Referring expression pointing data
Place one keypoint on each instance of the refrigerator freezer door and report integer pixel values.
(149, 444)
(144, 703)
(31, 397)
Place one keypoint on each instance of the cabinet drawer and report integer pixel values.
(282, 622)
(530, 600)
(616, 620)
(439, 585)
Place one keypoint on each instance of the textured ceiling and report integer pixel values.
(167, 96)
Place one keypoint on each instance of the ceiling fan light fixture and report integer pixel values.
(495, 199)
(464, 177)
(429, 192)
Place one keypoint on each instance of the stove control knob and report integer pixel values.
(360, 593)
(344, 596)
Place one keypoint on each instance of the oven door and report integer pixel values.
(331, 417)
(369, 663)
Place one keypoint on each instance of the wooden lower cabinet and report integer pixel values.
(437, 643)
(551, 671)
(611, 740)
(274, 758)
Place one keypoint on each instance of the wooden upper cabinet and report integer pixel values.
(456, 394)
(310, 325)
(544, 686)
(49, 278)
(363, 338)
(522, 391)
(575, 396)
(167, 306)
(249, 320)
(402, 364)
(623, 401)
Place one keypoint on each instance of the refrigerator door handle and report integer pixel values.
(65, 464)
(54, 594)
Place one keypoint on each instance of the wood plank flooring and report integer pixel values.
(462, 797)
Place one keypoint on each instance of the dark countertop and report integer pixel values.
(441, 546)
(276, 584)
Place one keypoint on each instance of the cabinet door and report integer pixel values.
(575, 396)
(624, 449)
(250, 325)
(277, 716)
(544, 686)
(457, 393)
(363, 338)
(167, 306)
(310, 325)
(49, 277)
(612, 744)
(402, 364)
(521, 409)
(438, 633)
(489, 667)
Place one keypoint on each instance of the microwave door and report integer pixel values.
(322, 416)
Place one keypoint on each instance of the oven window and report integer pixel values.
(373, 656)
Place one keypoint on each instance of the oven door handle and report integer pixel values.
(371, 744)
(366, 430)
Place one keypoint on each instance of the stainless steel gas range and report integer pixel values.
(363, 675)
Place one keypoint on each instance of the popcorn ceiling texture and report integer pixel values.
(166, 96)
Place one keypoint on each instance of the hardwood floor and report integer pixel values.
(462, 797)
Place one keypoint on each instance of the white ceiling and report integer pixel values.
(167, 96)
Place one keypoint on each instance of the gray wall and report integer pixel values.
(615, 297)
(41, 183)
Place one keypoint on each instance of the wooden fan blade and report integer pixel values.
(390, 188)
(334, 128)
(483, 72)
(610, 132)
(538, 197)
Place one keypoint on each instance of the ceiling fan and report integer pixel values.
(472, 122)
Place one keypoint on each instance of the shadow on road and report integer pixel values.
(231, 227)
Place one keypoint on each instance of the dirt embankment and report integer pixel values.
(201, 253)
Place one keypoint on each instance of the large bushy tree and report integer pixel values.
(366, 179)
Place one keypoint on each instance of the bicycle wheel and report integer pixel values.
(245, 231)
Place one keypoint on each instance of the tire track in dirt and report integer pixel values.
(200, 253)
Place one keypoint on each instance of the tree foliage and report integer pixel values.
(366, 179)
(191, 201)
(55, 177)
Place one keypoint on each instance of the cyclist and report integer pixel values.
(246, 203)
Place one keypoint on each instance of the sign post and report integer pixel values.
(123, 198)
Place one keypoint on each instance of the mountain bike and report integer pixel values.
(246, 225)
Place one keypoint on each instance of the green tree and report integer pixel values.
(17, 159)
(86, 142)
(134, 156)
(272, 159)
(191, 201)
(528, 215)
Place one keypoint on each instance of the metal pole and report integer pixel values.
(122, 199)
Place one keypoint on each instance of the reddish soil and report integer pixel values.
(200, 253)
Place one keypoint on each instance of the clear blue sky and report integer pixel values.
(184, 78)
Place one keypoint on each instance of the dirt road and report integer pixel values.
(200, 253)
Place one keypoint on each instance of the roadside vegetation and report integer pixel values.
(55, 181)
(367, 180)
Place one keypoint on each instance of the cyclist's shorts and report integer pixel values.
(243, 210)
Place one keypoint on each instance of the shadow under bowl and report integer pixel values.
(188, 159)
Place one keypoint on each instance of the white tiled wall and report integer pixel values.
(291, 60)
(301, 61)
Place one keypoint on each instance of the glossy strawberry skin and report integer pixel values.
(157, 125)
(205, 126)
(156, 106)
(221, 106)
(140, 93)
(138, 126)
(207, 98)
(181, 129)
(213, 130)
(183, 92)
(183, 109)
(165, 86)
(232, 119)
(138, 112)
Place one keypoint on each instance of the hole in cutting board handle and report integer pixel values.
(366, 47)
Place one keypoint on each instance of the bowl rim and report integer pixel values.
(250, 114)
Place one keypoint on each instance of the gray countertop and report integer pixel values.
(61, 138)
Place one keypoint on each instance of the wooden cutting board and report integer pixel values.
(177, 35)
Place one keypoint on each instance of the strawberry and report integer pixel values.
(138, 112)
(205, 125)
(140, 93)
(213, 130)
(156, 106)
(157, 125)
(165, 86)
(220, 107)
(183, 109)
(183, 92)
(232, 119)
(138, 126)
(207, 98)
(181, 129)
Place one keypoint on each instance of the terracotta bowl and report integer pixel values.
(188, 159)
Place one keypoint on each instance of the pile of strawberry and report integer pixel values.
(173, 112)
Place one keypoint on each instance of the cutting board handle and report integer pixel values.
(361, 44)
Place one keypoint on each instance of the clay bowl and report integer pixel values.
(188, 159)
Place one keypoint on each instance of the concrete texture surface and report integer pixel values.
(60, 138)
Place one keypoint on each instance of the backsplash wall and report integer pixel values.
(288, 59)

PROBLEM TO WORK ON - Print each entry above again, exactly as it was given.

ANSWER BOX -
Place one keypoint on each instance of the refrigerator freezer door and report integer pixel values.
(149, 444)
(144, 703)
(31, 397)
Place one keypoint on each instance of the cabinet drawer and report integer pixel values.
(282, 622)
(530, 600)
(616, 620)
(439, 585)
Place one keypoint on each instance of the textured ceiling and report integer pixel values.
(167, 96)
Place one keypoint on each instance of the ceiling fan light fixture and report integer pixel values.
(495, 199)
(464, 177)
(429, 192)
Place one keypoint on each instance of the stove control knob and report integer pixel values.
(360, 593)
(344, 596)
Place one keypoint on each instance of the oven door and report integer pixel values.
(331, 417)
(369, 663)
Place one keypoint on each instance of the wooden lower cabinet and report integer pixel values.
(437, 643)
(551, 671)
(611, 740)
(274, 758)
Place one keypoint on each instance of the wooden upper cabinet and report integer pixel values.
(456, 394)
(310, 325)
(544, 686)
(49, 278)
(363, 338)
(522, 391)
(575, 396)
(167, 306)
(249, 320)
(402, 364)
(623, 401)
Place one keypoint on each instance of the refrigerator door handle and report integer pixel values.
(65, 464)
(54, 594)
Place one keypoint on each instance of the wood plank flooring and report integer pixel values.
(462, 797)
Place one keypoint on each instance of the dark countertop and report integer pixel values.
(441, 546)
(276, 584)
Place one keypoint on each instance of the cabinet door and report integer pixel values.
(575, 396)
(624, 449)
(250, 325)
(277, 716)
(544, 686)
(457, 393)
(363, 338)
(167, 306)
(310, 325)
(49, 277)
(612, 744)
(402, 364)
(521, 409)
(438, 633)
(489, 667)
Place one keypoint on each instance of the microwave door and report integer pixel values.
(322, 416)
Place one keypoint on each instance of the oven window and report integer pixel values.
(373, 656)
Place one keypoint on each instance of the oven door handle and report integer pixel values.
(371, 744)
(366, 430)
Place one keypoint on each instance of the stainless steel gas range and report integer pixel values.
(363, 675)
Place one keypoint on each instance of the popcorn ceiling texture and report integer pixel values.
(166, 96)
Place one keypoint on each instance of the hardwood floor and report integer pixel values.
(462, 797)
Place one keypoint on each instance of the white ceiling and report integer pixel values.
(167, 96)
Place one keypoint on each instance of the gray wall and report integer pixel values.
(615, 297)
(41, 183)
Place one keypoint on each instance of the wooden fan blade and report integer pixel values.
(390, 188)
(334, 128)
(483, 72)
(610, 132)
(538, 197)
Place one keypoint on each instance of the ceiling fan and report integer pixel values.
(472, 122)
Place one keypoint on each instance of the shadow on road and report integer pixel values.
(231, 227)
Place one keypoint on each instance of the dirt embankment and report integer pixel values.
(201, 253)
Place one keypoint on each instance of the large bushy tree and report integer pixel values.
(366, 179)
Place one keypoint on each instance of the bicycle wheel and report integer pixel values.
(245, 231)
Place one keypoint on each instance of the tire track in dirt and report integer pixel values.
(200, 253)
Place one keypoint on each instance of the tree foliage and report integer pixel values.
(366, 179)
(191, 201)
(55, 177)
Place one keypoint on each instance of the cyclist and report integer pixel values.
(246, 203)
Place one keypoint on each instance of the sign post and report integer pixel values.
(123, 198)
Place one keypoint on each instance of the mountain bike and report integer pixel values.
(246, 225)
Place one keypoint on each instance of the green tree and report integer pixel values.
(17, 159)
(86, 142)
(134, 156)
(272, 159)
(191, 201)
(528, 215)
Place one keypoint on each instance of the metal pole and report integer pixel values.
(122, 199)
Place one keypoint on each instance of the reddish soil and report integer pixel values.
(200, 253)
Place one keypoint on each instance of the clear blue sky and report integer pixel values.
(184, 78)
Place one keypoint on each instance of the dirt road and report integer pixel values.
(200, 253)
Place one keypoint on each instance of the roadside vegetation and report integer pixel values.
(55, 181)
(367, 180)
Place one keypoint on each instance of the cyclist's shorts and report integer pixel values.
(243, 210)
Place one keypoint on each instance of the shadow under bowl and report integer pixel values.
(188, 159)
Place one keypoint on each instance of the white tiled wall and report integer pixel values.
(291, 60)
(301, 61)
Place one keypoint on each instance of the glossy strawberry skin and report integer pixel values.
(157, 125)
(205, 126)
(156, 106)
(221, 106)
(140, 93)
(138, 126)
(207, 98)
(181, 129)
(213, 130)
(183, 92)
(183, 109)
(165, 86)
(232, 119)
(138, 112)
Place one keypoint on each instance of the hole in cutting board handle and report integer pixel values.
(366, 47)
Place one keypoint on each instance of the bowl rim and report integer pixel values.
(250, 114)
Place one keypoint on each instance of the gray countertop and report integer pixel values.
(61, 138)
Place one keypoint on each instance of the wooden cutting board and report integer pixel values.
(177, 35)
Place one keypoint on each instance of the strawberry and report integer pixel values.
(138, 112)
(205, 125)
(140, 93)
(213, 130)
(156, 106)
(157, 125)
(165, 86)
(220, 107)
(183, 109)
(183, 92)
(232, 119)
(138, 126)
(207, 98)
(181, 129)
Place one keypoint on each instance of the terracotta bowl and report integer pixel values.
(188, 159)
Place one keypoint on each instance of the pile of strawberry and report integer pixel values.
(173, 112)
Place one keypoint on each instance of the cutting board handle and report integer pixel values.
(361, 44)
Place one keypoint on each instance of the clay bowl and report integer pixel values.
(188, 159)
Place one keypoint on each instance of the concrete texture surface and report integer pixel values.
(60, 138)
Place one keypoint on each instance of the backsplash wall and report integer pixel values.
(288, 59)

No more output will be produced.